Exercise brief: Count how many lines in the items below contain the word "window" and reply with only that number.

Stored data:

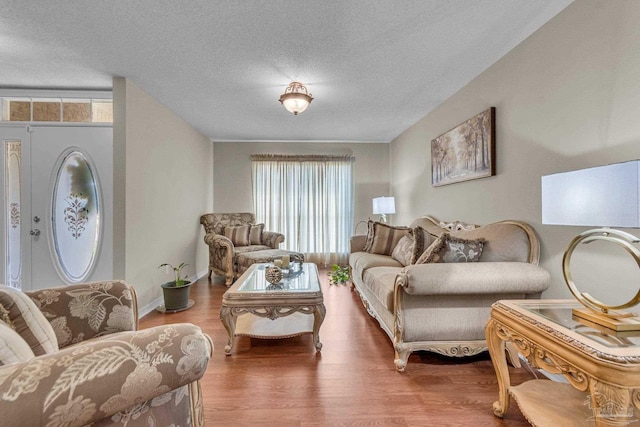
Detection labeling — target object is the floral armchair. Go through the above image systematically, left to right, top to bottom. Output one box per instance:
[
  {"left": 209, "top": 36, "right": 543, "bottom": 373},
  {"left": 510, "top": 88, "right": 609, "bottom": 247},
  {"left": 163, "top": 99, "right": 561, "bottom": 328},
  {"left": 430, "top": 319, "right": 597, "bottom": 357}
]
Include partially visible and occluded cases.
[
  {"left": 200, "top": 212, "right": 284, "bottom": 286},
  {"left": 0, "top": 281, "right": 213, "bottom": 427}
]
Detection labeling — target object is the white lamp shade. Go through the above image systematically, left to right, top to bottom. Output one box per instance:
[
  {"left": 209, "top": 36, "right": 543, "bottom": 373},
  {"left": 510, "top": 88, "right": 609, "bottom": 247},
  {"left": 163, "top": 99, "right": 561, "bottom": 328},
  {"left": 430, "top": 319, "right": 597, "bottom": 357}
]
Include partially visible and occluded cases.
[
  {"left": 542, "top": 160, "right": 640, "bottom": 228},
  {"left": 373, "top": 197, "right": 396, "bottom": 215}
]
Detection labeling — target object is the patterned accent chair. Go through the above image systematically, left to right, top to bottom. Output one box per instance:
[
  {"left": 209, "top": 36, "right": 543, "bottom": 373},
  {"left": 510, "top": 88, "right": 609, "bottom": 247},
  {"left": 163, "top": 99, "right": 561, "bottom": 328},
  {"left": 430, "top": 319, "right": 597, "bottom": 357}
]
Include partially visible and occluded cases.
[
  {"left": 200, "top": 212, "right": 284, "bottom": 286},
  {"left": 0, "top": 281, "right": 213, "bottom": 427}
]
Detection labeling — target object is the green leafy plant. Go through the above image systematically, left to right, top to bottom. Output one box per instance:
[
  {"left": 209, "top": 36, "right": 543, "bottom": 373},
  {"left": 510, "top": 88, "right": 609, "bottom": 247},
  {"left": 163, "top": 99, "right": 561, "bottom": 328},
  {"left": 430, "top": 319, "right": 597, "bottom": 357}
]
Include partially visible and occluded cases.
[
  {"left": 158, "top": 262, "right": 189, "bottom": 288},
  {"left": 327, "top": 264, "right": 350, "bottom": 285}
]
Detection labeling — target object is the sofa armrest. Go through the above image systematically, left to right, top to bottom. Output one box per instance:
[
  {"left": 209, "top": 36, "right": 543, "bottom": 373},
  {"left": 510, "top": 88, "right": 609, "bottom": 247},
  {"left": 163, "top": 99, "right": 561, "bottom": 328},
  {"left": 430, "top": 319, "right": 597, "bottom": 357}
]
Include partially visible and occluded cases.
[
  {"left": 262, "top": 231, "right": 284, "bottom": 249},
  {"left": 204, "top": 233, "right": 233, "bottom": 252},
  {"left": 349, "top": 234, "right": 367, "bottom": 253},
  {"left": 395, "top": 262, "right": 551, "bottom": 295},
  {"left": 25, "top": 280, "right": 138, "bottom": 348},
  {"left": 0, "top": 323, "right": 213, "bottom": 427}
]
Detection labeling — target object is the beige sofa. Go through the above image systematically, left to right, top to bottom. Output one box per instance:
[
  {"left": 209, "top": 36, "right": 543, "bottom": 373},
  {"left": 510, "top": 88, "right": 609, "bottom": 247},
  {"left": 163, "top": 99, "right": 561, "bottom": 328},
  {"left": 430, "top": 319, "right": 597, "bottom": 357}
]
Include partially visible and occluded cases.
[
  {"left": 349, "top": 216, "right": 550, "bottom": 372},
  {"left": 0, "top": 281, "right": 213, "bottom": 427}
]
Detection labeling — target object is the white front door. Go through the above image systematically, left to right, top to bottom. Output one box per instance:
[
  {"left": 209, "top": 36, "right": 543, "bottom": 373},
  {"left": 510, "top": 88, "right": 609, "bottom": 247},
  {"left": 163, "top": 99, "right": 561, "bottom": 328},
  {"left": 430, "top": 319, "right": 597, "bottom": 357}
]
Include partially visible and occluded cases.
[{"left": 0, "top": 126, "right": 113, "bottom": 290}]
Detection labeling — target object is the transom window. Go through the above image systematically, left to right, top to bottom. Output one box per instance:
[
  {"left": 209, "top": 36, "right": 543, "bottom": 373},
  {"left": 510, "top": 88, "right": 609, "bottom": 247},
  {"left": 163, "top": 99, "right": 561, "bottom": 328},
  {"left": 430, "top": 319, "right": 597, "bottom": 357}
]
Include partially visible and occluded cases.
[{"left": 0, "top": 97, "right": 113, "bottom": 123}]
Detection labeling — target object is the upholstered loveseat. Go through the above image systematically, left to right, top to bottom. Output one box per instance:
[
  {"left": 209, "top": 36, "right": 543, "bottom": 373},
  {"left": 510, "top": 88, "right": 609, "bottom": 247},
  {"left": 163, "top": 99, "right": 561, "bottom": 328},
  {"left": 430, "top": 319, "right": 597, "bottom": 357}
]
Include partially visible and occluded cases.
[
  {"left": 200, "top": 212, "right": 284, "bottom": 286},
  {"left": 349, "top": 216, "right": 550, "bottom": 371},
  {"left": 0, "top": 281, "right": 213, "bottom": 427}
]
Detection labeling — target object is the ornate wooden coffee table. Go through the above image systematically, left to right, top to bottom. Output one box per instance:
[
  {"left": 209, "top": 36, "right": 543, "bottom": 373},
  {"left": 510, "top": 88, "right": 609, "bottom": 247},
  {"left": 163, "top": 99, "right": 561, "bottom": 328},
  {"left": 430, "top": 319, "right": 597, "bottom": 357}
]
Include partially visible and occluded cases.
[
  {"left": 220, "top": 263, "right": 326, "bottom": 356},
  {"left": 486, "top": 300, "right": 640, "bottom": 426}
]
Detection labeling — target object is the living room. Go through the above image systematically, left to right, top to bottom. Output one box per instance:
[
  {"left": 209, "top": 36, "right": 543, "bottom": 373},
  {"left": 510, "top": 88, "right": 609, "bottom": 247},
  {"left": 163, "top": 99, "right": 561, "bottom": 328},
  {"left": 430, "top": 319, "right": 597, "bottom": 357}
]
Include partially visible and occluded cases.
[{"left": 0, "top": 0, "right": 640, "bottom": 425}]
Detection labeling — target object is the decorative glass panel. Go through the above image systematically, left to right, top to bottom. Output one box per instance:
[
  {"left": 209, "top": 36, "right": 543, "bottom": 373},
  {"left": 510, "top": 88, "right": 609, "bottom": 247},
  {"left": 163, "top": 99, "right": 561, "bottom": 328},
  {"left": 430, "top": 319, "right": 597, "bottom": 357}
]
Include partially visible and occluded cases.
[
  {"left": 62, "top": 99, "right": 91, "bottom": 122},
  {"left": 91, "top": 99, "right": 113, "bottom": 123},
  {"left": 33, "top": 100, "right": 61, "bottom": 122},
  {"left": 4, "top": 141, "right": 22, "bottom": 289},
  {"left": 51, "top": 150, "right": 102, "bottom": 283}
]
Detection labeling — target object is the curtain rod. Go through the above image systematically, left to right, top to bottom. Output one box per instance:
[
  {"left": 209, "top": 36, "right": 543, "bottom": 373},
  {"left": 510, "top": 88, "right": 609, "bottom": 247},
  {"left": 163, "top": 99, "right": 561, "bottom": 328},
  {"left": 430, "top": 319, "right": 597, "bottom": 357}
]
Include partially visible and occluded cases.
[{"left": 251, "top": 154, "right": 356, "bottom": 162}]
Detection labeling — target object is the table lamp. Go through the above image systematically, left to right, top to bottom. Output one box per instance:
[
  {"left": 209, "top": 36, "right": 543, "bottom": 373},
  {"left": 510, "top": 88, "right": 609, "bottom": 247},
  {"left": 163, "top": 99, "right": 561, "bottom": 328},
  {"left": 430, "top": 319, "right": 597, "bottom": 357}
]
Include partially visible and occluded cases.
[
  {"left": 542, "top": 160, "right": 640, "bottom": 331},
  {"left": 373, "top": 196, "right": 396, "bottom": 224}
]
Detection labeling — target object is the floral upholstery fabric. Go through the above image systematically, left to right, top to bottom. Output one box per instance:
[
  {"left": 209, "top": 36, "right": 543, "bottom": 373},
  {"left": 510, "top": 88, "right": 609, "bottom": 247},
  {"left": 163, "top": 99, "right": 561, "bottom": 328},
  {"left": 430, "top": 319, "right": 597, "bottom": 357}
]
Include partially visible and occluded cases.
[
  {"left": 200, "top": 212, "right": 284, "bottom": 286},
  {"left": 25, "top": 280, "right": 138, "bottom": 348},
  {"left": 0, "top": 282, "right": 213, "bottom": 427},
  {"left": 0, "top": 285, "right": 58, "bottom": 356}
]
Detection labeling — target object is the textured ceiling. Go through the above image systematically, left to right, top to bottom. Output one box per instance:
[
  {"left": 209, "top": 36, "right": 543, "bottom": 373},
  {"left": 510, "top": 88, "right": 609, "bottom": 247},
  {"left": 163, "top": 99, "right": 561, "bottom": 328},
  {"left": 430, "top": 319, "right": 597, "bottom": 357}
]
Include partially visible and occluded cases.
[{"left": 0, "top": 0, "right": 571, "bottom": 142}]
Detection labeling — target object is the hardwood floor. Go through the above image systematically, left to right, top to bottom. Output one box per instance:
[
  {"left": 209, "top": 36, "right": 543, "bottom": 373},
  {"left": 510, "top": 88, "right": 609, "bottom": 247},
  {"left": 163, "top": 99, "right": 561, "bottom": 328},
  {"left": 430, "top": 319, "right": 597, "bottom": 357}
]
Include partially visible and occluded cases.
[{"left": 140, "top": 270, "right": 532, "bottom": 427}]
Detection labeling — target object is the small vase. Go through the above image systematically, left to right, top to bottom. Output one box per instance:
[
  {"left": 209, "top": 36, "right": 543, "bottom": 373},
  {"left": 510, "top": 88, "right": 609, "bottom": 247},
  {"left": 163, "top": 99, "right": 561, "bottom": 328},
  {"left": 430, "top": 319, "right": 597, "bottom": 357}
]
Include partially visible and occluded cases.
[
  {"left": 264, "top": 265, "right": 282, "bottom": 285},
  {"left": 161, "top": 282, "right": 191, "bottom": 311}
]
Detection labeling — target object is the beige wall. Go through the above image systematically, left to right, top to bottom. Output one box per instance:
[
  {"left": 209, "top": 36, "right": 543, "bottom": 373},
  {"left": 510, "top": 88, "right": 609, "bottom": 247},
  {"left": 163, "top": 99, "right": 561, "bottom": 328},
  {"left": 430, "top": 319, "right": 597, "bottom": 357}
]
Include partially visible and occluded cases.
[
  {"left": 390, "top": 0, "right": 640, "bottom": 302},
  {"left": 113, "top": 78, "right": 213, "bottom": 312},
  {"left": 213, "top": 142, "right": 389, "bottom": 233}
]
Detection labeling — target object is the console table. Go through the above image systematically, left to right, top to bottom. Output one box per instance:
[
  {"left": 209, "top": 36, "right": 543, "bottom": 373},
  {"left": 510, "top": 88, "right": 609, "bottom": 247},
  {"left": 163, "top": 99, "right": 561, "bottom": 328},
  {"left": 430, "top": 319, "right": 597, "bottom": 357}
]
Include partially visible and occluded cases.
[{"left": 485, "top": 300, "right": 640, "bottom": 426}]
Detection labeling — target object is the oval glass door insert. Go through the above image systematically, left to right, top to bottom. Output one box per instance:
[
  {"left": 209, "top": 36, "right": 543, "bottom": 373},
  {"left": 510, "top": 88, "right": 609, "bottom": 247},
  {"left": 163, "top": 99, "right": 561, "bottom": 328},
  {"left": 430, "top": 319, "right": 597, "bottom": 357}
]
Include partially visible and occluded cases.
[{"left": 51, "top": 150, "right": 102, "bottom": 283}]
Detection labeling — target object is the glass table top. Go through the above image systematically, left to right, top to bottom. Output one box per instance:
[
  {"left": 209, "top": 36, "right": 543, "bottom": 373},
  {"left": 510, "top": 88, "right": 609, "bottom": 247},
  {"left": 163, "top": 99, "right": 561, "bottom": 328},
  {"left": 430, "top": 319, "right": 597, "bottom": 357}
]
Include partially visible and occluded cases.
[
  {"left": 236, "top": 263, "right": 320, "bottom": 293},
  {"left": 515, "top": 300, "right": 640, "bottom": 348}
]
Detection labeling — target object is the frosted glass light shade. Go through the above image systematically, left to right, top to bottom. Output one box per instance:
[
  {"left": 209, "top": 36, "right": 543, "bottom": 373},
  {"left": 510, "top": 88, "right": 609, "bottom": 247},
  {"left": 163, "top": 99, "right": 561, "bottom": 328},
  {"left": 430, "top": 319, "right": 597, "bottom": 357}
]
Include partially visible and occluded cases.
[
  {"left": 279, "top": 82, "right": 313, "bottom": 116},
  {"left": 542, "top": 160, "right": 640, "bottom": 228},
  {"left": 373, "top": 197, "right": 396, "bottom": 215}
]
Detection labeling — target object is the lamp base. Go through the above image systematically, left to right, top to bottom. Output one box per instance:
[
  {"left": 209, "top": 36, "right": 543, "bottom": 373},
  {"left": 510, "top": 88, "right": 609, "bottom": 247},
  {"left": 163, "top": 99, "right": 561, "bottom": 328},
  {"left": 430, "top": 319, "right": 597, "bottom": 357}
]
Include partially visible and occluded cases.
[{"left": 573, "top": 308, "right": 640, "bottom": 332}]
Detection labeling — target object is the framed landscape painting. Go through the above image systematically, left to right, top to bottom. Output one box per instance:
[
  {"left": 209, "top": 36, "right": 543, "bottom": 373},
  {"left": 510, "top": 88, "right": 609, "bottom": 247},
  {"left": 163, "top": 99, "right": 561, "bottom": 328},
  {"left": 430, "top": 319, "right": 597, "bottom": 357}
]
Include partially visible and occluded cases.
[{"left": 431, "top": 107, "right": 496, "bottom": 187}]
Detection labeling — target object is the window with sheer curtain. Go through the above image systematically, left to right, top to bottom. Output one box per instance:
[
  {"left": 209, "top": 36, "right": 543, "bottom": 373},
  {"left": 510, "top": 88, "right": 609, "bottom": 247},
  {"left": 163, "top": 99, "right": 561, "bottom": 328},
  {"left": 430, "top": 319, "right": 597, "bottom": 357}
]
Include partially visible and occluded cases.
[{"left": 251, "top": 155, "right": 355, "bottom": 265}]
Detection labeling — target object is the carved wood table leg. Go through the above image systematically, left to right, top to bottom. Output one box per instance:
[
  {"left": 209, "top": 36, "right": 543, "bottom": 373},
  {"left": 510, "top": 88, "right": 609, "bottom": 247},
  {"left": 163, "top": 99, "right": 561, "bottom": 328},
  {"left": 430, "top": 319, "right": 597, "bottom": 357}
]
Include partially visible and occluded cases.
[
  {"left": 313, "top": 304, "right": 327, "bottom": 351},
  {"left": 220, "top": 306, "right": 236, "bottom": 356},
  {"left": 485, "top": 319, "right": 511, "bottom": 418},
  {"left": 589, "top": 379, "right": 638, "bottom": 427}
]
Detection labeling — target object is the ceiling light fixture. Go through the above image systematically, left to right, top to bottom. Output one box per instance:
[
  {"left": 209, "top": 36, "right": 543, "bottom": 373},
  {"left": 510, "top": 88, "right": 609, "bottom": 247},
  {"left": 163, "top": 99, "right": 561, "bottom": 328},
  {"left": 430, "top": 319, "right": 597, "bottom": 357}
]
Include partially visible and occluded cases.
[{"left": 280, "top": 82, "right": 313, "bottom": 116}]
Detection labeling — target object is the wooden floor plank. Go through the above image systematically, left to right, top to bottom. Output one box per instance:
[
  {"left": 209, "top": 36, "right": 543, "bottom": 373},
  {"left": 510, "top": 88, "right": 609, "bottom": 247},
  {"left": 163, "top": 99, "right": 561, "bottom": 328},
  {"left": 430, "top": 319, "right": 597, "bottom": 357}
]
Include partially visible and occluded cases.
[{"left": 140, "top": 270, "right": 532, "bottom": 427}]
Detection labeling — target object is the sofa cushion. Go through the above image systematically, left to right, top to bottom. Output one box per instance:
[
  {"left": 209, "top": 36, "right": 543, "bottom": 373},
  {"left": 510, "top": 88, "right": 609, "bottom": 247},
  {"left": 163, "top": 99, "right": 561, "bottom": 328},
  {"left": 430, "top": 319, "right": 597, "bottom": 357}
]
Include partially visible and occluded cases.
[
  {"left": 369, "top": 222, "right": 411, "bottom": 255},
  {"left": 451, "top": 222, "right": 530, "bottom": 262},
  {"left": 224, "top": 224, "right": 251, "bottom": 246},
  {"left": 249, "top": 224, "right": 264, "bottom": 245},
  {"left": 411, "top": 226, "right": 438, "bottom": 264},
  {"left": 416, "top": 233, "right": 484, "bottom": 264},
  {"left": 391, "top": 235, "right": 416, "bottom": 266},
  {"left": 349, "top": 252, "right": 402, "bottom": 278},
  {"left": 363, "top": 267, "right": 401, "bottom": 312},
  {"left": 0, "top": 285, "right": 58, "bottom": 356},
  {"left": 0, "top": 320, "right": 36, "bottom": 365}
]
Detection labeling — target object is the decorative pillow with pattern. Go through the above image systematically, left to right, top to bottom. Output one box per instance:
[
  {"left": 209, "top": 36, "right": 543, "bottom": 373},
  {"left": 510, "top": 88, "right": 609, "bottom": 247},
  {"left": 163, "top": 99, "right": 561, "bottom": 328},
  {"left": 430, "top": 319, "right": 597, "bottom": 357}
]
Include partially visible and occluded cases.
[
  {"left": 362, "top": 220, "right": 374, "bottom": 252},
  {"left": 369, "top": 222, "right": 411, "bottom": 255},
  {"left": 224, "top": 224, "right": 251, "bottom": 246},
  {"left": 249, "top": 224, "right": 264, "bottom": 245},
  {"left": 416, "top": 233, "right": 485, "bottom": 264},
  {"left": 391, "top": 235, "right": 416, "bottom": 267},
  {"left": 0, "top": 285, "right": 58, "bottom": 356},
  {"left": 0, "top": 320, "right": 36, "bottom": 365}
]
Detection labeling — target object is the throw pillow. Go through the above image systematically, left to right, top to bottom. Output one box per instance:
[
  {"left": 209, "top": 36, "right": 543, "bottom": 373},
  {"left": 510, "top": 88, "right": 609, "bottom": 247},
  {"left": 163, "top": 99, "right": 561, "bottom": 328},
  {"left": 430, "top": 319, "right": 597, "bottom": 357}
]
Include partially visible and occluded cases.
[
  {"left": 362, "top": 220, "right": 374, "bottom": 252},
  {"left": 369, "top": 222, "right": 411, "bottom": 255},
  {"left": 224, "top": 224, "right": 251, "bottom": 246},
  {"left": 249, "top": 224, "right": 264, "bottom": 245},
  {"left": 416, "top": 233, "right": 485, "bottom": 264},
  {"left": 391, "top": 235, "right": 416, "bottom": 267},
  {"left": 0, "top": 285, "right": 58, "bottom": 356},
  {"left": 0, "top": 321, "right": 35, "bottom": 366}
]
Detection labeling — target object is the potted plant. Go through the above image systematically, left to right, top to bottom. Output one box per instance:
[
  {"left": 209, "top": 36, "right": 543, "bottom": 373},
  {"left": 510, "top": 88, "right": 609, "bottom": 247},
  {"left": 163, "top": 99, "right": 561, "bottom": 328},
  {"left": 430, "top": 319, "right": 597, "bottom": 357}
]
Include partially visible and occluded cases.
[
  {"left": 158, "top": 262, "right": 191, "bottom": 311},
  {"left": 327, "top": 264, "right": 351, "bottom": 285}
]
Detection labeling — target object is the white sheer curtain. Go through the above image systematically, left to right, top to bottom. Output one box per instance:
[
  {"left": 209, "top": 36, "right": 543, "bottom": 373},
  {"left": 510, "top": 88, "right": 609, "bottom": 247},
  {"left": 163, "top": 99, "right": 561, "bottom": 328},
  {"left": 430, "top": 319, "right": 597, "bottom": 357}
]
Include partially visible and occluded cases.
[{"left": 251, "top": 155, "right": 354, "bottom": 265}]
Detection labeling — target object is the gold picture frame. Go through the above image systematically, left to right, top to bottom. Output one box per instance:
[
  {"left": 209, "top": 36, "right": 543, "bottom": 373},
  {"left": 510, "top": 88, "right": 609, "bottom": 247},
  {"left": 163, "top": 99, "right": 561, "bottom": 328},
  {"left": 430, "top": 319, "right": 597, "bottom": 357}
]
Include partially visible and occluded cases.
[{"left": 431, "top": 107, "right": 496, "bottom": 187}]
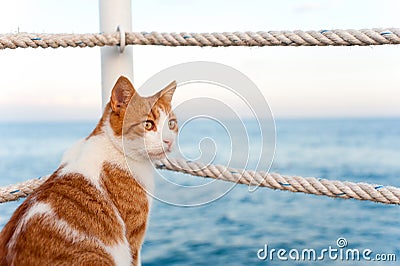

Full solution: 2